Key takeaways
- Even a 0.25% difference in mortgage rate can cost or save you over $20,000 over the life of a $500,000 loan — comparing your offer against national averages is one of the fastest ways to spot an unfavorable deal.
- Rates vary significantly between lenders, so checking multiple providers before committing gives you leverage to negotiate or choose a better offer.
- Your rate is only part of the picture — factor in application fees, loan-to-value ratio requirements, and payment flexibility when comparing total mortgage costs.
Even a fraction of a percentage difference in APR can add up to tens of thousands over the life of a 30-year loan. Compare average market rates to make sure you’re getting the best deal.
Why do I need to know the average mortgage interest rate?
When you borrow money to finance the purchase of a home, banks don’t just hand the funds out for free. Not only will you have to pay back the money you borrow, but you’ll also have to repay the interest that accumulates on that principal amount.
Your lender sets the rate at which interest accumulates on the money you borrow. There can be substantial interest rate differences from one lender to the next, and they have a huge impact on the overall cost of your mortgage. Comparing the offered interest rate to the national average can help you quickly weed out the unfavorable options.

Object point labels:
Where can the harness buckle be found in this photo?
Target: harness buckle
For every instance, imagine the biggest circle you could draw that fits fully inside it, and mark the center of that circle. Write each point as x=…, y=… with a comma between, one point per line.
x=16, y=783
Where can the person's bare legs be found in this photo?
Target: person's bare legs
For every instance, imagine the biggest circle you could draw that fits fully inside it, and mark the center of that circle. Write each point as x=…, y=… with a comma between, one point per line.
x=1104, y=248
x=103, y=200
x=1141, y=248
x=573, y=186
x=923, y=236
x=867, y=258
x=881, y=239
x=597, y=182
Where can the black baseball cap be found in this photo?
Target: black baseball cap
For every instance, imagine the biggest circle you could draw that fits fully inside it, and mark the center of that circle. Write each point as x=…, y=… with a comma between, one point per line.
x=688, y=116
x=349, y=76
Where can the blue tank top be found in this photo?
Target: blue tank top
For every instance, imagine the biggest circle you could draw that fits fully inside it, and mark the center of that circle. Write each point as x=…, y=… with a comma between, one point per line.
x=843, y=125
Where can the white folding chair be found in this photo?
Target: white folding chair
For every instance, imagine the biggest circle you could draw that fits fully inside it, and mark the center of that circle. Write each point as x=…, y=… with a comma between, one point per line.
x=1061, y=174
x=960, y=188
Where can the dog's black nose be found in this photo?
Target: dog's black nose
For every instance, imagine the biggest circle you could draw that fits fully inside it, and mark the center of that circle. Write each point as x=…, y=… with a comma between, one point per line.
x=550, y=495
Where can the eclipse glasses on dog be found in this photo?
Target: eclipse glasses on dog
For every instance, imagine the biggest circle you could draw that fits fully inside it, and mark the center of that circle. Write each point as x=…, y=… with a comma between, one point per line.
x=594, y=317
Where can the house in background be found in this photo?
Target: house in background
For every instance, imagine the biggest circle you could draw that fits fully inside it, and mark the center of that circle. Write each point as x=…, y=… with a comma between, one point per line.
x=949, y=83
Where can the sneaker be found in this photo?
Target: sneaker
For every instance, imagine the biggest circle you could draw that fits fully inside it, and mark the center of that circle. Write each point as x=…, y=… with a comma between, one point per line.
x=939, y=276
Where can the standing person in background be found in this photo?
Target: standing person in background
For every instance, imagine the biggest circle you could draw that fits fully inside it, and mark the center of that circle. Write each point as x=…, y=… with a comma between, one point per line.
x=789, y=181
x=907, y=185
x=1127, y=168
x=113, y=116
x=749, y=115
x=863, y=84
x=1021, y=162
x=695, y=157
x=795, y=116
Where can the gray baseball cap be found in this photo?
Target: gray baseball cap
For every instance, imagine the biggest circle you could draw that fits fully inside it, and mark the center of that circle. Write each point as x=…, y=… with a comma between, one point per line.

JOB =
According to the mortgage rates text, who sets the rate at which interest accumulates on the money you borrow?

FINAL ANSWER =
Your lender sets that rate.